> [WHAT YOU HAVE TO DO] In the entries below, find the line with "Annotate the cream" and transcribe it and every line after it exactly, through the last line, without pictures.

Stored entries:
= Beginning of Section =

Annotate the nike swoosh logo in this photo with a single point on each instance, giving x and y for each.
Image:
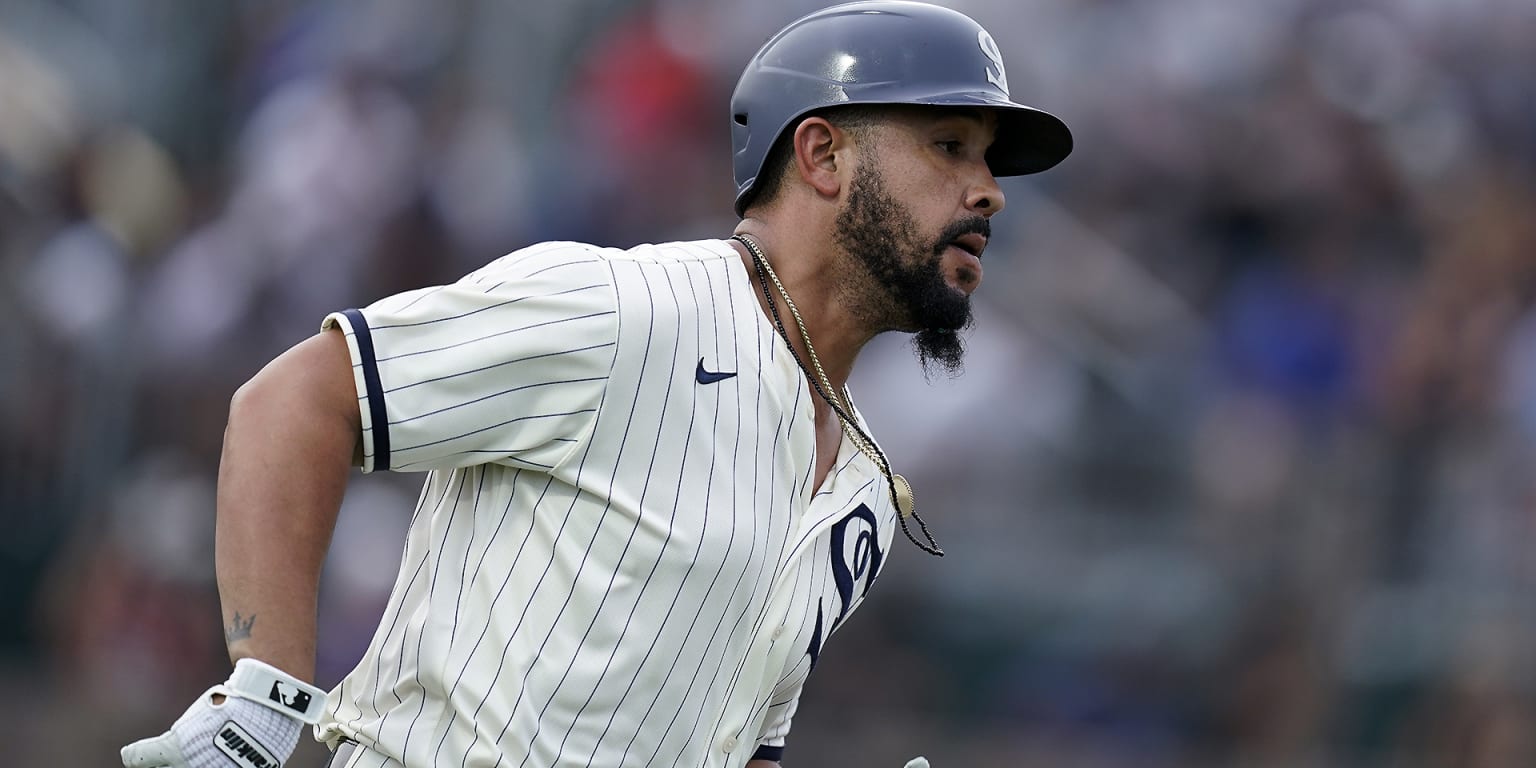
(711, 377)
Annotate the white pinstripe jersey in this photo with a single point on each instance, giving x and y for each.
(615, 559)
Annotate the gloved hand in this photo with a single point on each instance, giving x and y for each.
(254, 725)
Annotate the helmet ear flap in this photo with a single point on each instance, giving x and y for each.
(882, 52)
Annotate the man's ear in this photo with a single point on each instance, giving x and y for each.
(822, 155)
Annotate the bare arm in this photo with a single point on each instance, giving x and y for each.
(294, 435)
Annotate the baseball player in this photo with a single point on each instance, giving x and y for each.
(648, 498)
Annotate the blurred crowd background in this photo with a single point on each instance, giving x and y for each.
(1240, 472)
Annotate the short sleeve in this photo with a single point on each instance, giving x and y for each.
(774, 730)
(507, 364)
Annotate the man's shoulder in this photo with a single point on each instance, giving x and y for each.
(561, 252)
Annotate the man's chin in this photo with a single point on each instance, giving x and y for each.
(940, 349)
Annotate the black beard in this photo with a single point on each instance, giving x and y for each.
(913, 295)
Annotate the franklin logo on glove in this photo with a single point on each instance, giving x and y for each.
(237, 742)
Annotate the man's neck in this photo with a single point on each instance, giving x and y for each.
(810, 280)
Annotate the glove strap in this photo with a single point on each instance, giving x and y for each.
(274, 688)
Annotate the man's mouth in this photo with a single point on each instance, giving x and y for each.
(971, 243)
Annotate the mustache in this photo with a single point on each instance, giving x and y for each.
(965, 226)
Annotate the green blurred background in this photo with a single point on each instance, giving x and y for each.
(1240, 473)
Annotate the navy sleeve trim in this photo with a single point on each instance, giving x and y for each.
(375, 390)
(768, 753)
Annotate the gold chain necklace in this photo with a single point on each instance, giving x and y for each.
(900, 490)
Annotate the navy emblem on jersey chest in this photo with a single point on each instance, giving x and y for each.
(856, 559)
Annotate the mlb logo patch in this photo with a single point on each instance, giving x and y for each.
(289, 696)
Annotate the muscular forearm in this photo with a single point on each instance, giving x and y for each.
(288, 450)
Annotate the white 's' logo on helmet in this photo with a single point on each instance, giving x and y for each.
(989, 48)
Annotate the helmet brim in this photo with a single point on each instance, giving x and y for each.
(1028, 140)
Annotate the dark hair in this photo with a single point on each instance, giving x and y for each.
(854, 119)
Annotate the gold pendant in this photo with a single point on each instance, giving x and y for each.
(905, 503)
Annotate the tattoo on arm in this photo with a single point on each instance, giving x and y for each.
(240, 627)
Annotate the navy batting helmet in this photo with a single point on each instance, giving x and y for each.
(883, 52)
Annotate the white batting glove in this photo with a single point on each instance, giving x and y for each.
(257, 724)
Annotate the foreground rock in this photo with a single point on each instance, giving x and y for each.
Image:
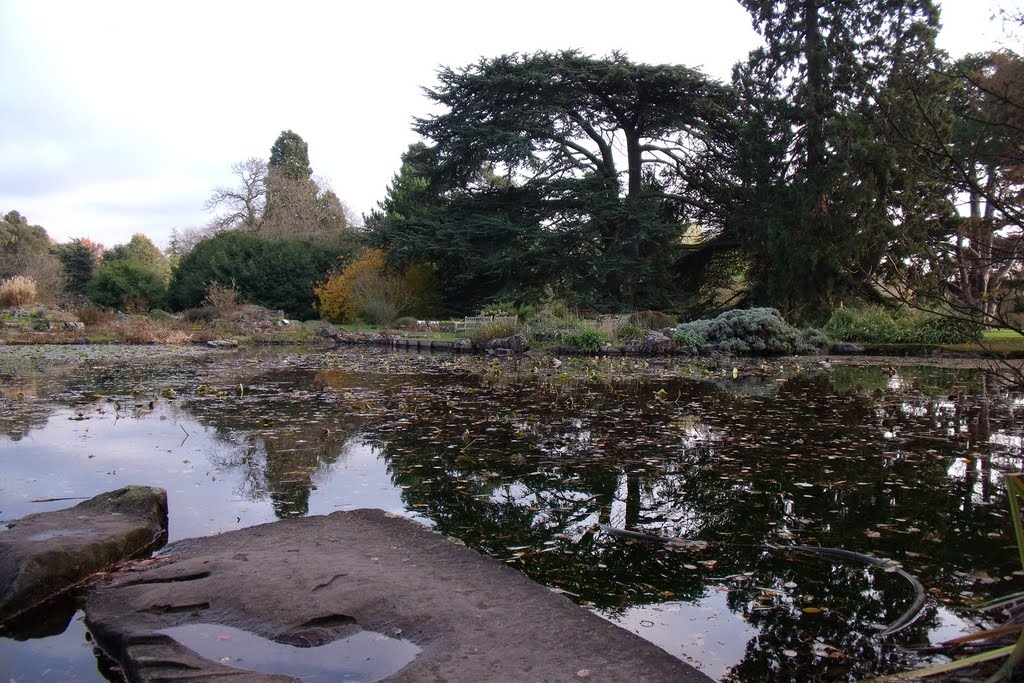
(45, 554)
(314, 580)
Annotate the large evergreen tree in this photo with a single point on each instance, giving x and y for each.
(290, 156)
(563, 170)
(821, 191)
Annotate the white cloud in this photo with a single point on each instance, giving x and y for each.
(121, 116)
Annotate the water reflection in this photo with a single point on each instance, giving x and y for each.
(522, 463)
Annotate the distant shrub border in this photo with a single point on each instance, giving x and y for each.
(875, 325)
(751, 332)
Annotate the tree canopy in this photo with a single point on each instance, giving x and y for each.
(563, 171)
(820, 193)
(274, 273)
(290, 156)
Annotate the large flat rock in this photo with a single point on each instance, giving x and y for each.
(43, 555)
(314, 580)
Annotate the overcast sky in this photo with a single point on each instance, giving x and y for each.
(120, 117)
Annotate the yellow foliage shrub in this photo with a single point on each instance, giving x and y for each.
(16, 291)
(365, 290)
(336, 295)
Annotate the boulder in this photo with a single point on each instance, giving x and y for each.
(653, 344)
(317, 581)
(45, 554)
(514, 344)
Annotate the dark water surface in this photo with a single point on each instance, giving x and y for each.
(521, 461)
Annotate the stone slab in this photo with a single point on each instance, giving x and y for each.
(312, 580)
(45, 554)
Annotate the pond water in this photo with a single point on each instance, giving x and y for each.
(521, 461)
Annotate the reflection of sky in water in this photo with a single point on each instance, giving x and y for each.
(82, 458)
(806, 463)
(71, 458)
(705, 633)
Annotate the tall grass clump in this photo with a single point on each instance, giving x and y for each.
(16, 291)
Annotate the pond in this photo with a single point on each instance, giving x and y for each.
(522, 460)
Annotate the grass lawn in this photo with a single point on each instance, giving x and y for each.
(1003, 341)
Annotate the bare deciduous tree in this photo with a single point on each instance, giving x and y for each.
(242, 207)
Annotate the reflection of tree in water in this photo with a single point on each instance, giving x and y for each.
(523, 471)
(285, 437)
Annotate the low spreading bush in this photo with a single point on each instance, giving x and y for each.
(585, 340)
(128, 286)
(222, 298)
(92, 315)
(652, 319)
(631, 331)
(496, 330)
(408, 324)
(160, 315)
(751, 332)
(16, 291)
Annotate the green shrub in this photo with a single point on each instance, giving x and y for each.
(408, 324)
(585, 340)
(687, 338)
(91, 315)
(16, 291)
(273, 273)
(631, 331)
(751, 332)
(160, 315)
(652, 319)
(201, 315)
(496, 330)
(126, 285)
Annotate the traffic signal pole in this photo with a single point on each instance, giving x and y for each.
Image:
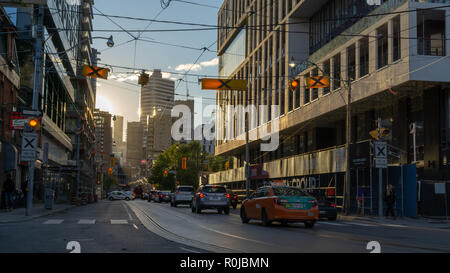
(349, 141)
(38, 19)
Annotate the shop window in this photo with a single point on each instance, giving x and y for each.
(382, 46)
(363, 57)
(396, 53)
(431, 32)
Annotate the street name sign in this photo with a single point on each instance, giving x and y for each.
(381, 155)
(29, 145)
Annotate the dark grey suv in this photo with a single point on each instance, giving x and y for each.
(211, 197)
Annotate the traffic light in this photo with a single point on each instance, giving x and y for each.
(384, 132)
(184, 163)
(35, 124)
(294, 85)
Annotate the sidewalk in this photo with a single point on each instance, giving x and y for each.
(406, 221)
(38, 210)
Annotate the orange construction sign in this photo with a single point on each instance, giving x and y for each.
(95, 72)
(317, 82)
(222, 84)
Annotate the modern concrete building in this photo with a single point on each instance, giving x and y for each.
(103, 140)
(396, 64)
(157, 101)
(135, 152)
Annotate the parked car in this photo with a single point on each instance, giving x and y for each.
(118, 195)
(182, 195)
(152, 196)
(165, 196)
(130, 194)
(211, 197)
(234, 199)
(282, 204)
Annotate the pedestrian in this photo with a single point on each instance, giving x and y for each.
(389, 198)
(8, 189)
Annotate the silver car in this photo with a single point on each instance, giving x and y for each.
(211, 197)
(182, 195)
(118, 195)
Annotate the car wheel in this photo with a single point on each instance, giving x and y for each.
(244, 218)
(309, 224)
(198, 210)
(265, 221)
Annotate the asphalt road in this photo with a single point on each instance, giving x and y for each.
(104, 227)
(225, 233)
(142, 227)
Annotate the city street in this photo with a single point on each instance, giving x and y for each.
(141, 227)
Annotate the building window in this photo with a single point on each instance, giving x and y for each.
(363, 57)
(337, 71)
(351, 62)
(382, 46)
(396, 54)
(431, 32)
(326, 71)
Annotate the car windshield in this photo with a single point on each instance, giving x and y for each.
(186, 189)
(214, 190)
(287, 191)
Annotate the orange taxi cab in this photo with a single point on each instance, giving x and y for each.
(280, 204)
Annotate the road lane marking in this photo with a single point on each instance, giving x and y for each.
(360, 224)
(119, 222)
(53, 222)
(328, 223)
(86, 222)
(189, 250)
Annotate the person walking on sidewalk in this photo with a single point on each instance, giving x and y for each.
(389, 198)
(9, 188)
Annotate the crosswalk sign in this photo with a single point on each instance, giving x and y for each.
(95, 72)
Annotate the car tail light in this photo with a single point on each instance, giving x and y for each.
(280, 201)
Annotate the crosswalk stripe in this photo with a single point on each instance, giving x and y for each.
(53, 222)
(333, 224)
(86, 222)
(119, 222)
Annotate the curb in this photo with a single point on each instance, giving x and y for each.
(37, 216)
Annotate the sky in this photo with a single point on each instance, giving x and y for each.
(120, 94)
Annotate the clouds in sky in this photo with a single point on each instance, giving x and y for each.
(197, 67)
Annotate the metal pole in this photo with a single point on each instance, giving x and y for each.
(39, 21)
(349, 132)
(78, 159)
(247, 158)
(380, 179)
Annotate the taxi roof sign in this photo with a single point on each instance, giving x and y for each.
(223, 84)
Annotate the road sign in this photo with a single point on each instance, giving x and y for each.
(29, 145)
(317, 82)
(222, 84)
(381, 155)
(95, 72)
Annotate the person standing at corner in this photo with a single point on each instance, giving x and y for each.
(9, 188)
(389, 198)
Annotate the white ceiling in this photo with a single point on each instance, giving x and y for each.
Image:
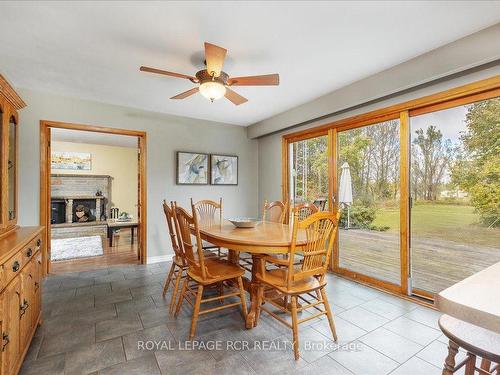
(93, 50)
(79, 136)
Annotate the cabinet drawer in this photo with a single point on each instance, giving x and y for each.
(12, 267)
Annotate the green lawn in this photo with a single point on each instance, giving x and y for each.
(440, 221)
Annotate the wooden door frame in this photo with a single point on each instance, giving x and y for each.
(45, 172)
(466, 94)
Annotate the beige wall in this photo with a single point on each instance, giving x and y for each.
(118, 162)
(166, 134)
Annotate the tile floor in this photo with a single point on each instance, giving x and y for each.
(93, 322)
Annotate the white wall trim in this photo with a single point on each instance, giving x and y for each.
(160, 258)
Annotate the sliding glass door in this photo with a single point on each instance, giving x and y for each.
(368, 192)
(455, 190)
(309, 171)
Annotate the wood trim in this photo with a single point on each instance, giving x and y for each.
(404, 188)
(456, 102)
(375, 116)
(285, 167)
(367, 279)
(10, 94)
(45, 130)
(476, 91)
(92, 128)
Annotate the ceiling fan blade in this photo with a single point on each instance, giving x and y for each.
(263, 80)
(237, 99)
(166, 73)
(214, 56)
(185, 94)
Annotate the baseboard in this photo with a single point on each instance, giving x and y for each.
(160, 258)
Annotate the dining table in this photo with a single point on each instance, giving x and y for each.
(263, 239)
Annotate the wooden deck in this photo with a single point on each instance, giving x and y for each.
(436, 264)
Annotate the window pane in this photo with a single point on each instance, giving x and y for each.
(309, 171)
(455, 190)
(369, 228)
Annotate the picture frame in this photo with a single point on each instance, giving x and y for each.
(223, 169)
(68, 160)
(192, 168)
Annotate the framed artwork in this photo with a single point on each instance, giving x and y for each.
(223, 169)
(71, 160)
(192, 168)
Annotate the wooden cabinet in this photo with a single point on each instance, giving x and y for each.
(21, 249)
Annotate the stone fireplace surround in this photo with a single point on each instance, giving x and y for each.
(71, 188)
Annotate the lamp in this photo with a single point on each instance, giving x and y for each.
(212, 90)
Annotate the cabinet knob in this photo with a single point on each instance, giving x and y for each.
(15, 266)
(6, 340)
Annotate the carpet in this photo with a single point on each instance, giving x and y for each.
(79, 247)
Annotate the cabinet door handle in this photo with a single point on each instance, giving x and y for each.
(6, 341)
(16, 266)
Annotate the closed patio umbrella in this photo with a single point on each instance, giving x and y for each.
(345, 190)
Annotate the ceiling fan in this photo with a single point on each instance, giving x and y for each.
(215, 83)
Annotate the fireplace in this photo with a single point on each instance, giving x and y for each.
(58, 211)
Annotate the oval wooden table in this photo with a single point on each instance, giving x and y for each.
(265, 238)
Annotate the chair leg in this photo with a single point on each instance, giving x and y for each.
(449, 362)
(178, 278)
(295, 328)
(168, 279)
(196, 311)
(181, 298)
(243, 298)
(329, 314)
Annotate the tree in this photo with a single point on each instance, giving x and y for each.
(478, 170)
(431, 158)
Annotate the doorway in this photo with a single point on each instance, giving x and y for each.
(92, 203)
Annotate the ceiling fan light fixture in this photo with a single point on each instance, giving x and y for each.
(212, 90)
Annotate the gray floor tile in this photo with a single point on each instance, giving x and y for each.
(140, 366)
(53, 365)
(385, 309)
(364, 360)
(115, 327)
(66, 340)
(416, 366)
(363, 318)
(94, 357)
(392, 345)
(412, 330)
(148, 340)
(425, 316)
(346, 332)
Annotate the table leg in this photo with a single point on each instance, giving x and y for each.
(254, 287)
(110, 236)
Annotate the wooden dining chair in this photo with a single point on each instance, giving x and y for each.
(203, 273)
(179, 265)
(307, 280)
(209, 212)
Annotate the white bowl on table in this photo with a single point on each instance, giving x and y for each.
(244, 222)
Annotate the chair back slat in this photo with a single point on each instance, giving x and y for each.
(275, 211)
(169, 216)
(208, 212)
(305, 210)
(193, 253)
(320, 230)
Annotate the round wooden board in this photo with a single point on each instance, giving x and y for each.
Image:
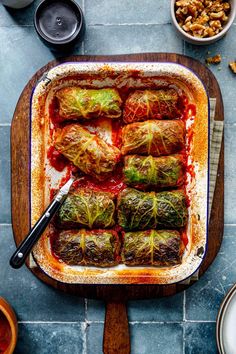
(20, 177)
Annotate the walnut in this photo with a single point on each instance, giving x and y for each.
(202, 18)
(214, 60)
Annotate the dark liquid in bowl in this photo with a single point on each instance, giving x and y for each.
(58, 21)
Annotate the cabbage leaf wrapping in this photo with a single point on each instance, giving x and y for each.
(85, 247)
(149, 210)
(152, 104)
(151, 247)
(158, 172)
(153, 137)
(77, 103)
(87, 151)
(87, 208)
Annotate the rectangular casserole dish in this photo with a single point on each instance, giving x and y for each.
(44, 178)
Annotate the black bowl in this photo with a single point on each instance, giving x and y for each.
(59, 23)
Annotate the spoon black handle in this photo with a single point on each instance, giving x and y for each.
(20, 255)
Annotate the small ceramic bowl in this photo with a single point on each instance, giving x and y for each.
(8, 321)
(59, 23)
(208, 40)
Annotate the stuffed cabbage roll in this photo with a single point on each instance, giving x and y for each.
(85, 247)
(141, 210)
(151, 247)
(77, 103)
(153, 137)
(158, 172)
(87, 151)
(152, 104)
(87, 208)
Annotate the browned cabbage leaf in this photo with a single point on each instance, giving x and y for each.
(87, 208)
(152, 247)
(153, 137)
(87, 151)
(76, 103)
(141, 210)
(85, 247)
(157, 172)
(152, 104)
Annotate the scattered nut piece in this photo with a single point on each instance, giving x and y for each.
(232, 66)
(202, 18)
(214, 60)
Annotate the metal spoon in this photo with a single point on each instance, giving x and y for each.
(20, 255)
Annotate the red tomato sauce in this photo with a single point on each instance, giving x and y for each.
(115, 183)
(56, 159)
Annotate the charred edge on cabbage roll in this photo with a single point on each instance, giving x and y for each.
(84, 247)
(141, 210)
(87, 208)
(152, 104)
(153, 137)
(144, 172)
(77, 103)
(152, 247)
(87, 151)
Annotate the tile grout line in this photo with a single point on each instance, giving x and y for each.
(126, 24)
(98, 24)
(102, 322)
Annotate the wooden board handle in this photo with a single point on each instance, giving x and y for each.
(116, 339)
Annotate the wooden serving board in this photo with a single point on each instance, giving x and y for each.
(116, 338)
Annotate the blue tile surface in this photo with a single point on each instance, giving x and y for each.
(95, 310)
(25, 54)
(148, 338)
(52, 338)
(164, 309)
(5, 204)
(169, 325)
(200, 338)
(126, 12)
(156, 338)
(131, 39)
(227, 48)
(94, 336)
(204, 298)
(31, 299)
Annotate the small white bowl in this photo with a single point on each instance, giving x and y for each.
(208, 40)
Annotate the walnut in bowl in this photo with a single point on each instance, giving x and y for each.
(202, 21)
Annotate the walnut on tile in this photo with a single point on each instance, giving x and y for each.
(216, 59)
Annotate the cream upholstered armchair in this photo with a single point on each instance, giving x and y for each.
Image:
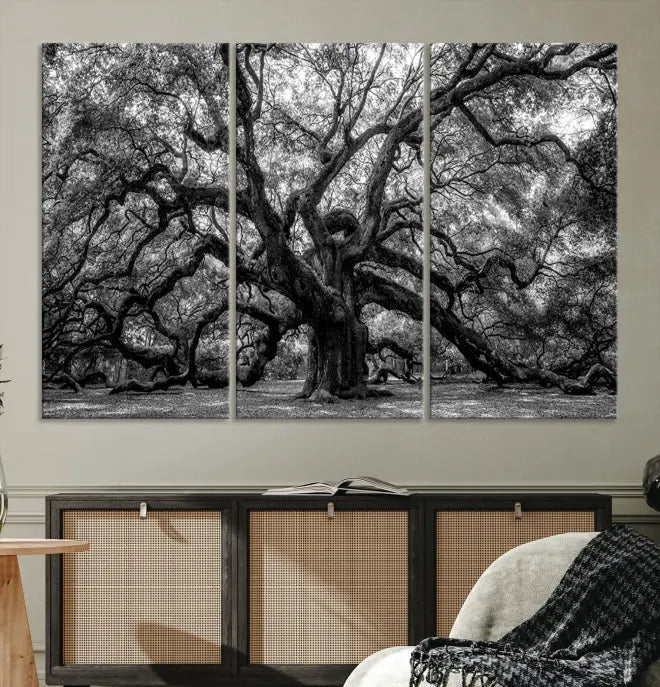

= End of Section =

> [SOLVED EXERCISE]
Annotate the cream upholstered armchair in this photo with a single point on each instance, giving x and y for each.
Image:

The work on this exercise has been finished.